WHAT TO WORK ON: Hand back the entries exactly as written, minus every picture.

Items from a dataset:
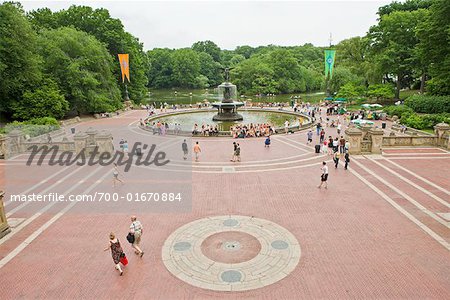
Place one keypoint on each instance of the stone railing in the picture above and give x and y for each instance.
(15, 143)
(4, 227)
(395, 141)
(372, 140)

EXPECTED ANSWER:
Place one keypoint on each instance of the stone railing in the picture above and give x and y for each instance.
(15, 143)
(4, 227)
(395, 141)
(372, 140)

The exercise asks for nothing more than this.